─── FRAGMENTO DEL DOCUMENTO
La sociedad argentina
está enferma; desde hace muchos años pero ahora hizo crisis. La descomposición
del cuerpo social se constata diariamente por el humor de los ciudadanos, cada
vez más ansiosos y más violentos. El argentino, especialmente el de las grandes
ciudades, no es muy amable sino más bien malhumorado y de pocas pulgas: se ven
locos e irresponsables conduciendo automóviles peor que los principiantes, sin
atención a las mínimas normas de tránsito ni a las básicas de convivencia.
──────
OBJETIVO A
Enumera cada línea del listado que contenga la cadena "white" y cópiala completa. Se distinguen mayúsculas y minúsculas.
─── DATOS EN BRUTO
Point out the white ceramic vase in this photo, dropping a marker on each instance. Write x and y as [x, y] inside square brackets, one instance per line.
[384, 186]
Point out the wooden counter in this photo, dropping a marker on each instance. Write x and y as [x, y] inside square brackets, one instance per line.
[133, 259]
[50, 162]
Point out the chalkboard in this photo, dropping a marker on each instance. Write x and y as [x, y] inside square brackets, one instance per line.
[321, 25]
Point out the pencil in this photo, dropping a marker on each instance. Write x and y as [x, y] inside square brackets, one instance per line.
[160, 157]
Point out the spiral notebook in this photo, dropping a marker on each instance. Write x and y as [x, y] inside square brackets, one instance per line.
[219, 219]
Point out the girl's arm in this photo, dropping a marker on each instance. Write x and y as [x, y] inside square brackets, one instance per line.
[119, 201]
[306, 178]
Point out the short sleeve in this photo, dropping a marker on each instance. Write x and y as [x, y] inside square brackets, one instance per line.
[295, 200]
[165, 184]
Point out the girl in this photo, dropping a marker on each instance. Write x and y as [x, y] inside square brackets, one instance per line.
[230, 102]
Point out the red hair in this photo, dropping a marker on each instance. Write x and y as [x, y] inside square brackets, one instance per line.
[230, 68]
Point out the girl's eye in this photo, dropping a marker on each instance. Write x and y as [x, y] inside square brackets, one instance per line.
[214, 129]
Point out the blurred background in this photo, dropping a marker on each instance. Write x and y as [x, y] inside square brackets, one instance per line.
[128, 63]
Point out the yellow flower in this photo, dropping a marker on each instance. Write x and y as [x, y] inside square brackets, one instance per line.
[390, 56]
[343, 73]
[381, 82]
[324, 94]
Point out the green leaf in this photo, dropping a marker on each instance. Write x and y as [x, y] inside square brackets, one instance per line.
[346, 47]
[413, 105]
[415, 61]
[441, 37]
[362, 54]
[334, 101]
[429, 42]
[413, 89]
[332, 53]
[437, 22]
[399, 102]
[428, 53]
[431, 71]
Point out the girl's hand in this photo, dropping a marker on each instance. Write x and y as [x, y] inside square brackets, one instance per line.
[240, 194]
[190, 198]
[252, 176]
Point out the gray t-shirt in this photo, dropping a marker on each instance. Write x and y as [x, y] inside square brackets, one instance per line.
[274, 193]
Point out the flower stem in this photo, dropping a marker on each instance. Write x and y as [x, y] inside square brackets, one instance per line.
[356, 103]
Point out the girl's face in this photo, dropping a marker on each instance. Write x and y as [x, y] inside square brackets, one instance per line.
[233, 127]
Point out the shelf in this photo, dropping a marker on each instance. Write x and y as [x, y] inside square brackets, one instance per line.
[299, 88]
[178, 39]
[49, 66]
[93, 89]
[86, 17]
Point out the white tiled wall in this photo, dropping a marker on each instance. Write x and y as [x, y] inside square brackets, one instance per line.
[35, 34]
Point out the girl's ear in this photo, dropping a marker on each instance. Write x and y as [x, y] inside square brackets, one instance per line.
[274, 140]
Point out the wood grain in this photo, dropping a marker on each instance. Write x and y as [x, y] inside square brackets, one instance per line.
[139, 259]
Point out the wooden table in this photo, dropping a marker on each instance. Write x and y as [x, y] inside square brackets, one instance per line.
──────
OBJETIVO B
Traduce al inglés esta oración del fragmento sobre la sociedad argentina: "La descomposición del cuerpo social se constata diariamente por el humor de los ciudadanos, cada vez más ansiosos y más violentos."

RESPUESTA CORRECTA A
Point out the white ceramic vase in this photo, dropping a marker on each instance. Write x and y as [x, y] inside square brackets, one instance per line.
Point out the white tiled wall in this photo, dropping a marker on each instance. Write x and y as [x, y] inside square brackets, one instance per line.

RESPUESTA CORRECTA B
The decay of the social body is confirmed daily by the mood of the citizens, who are increasingly anxious and increasingly violent.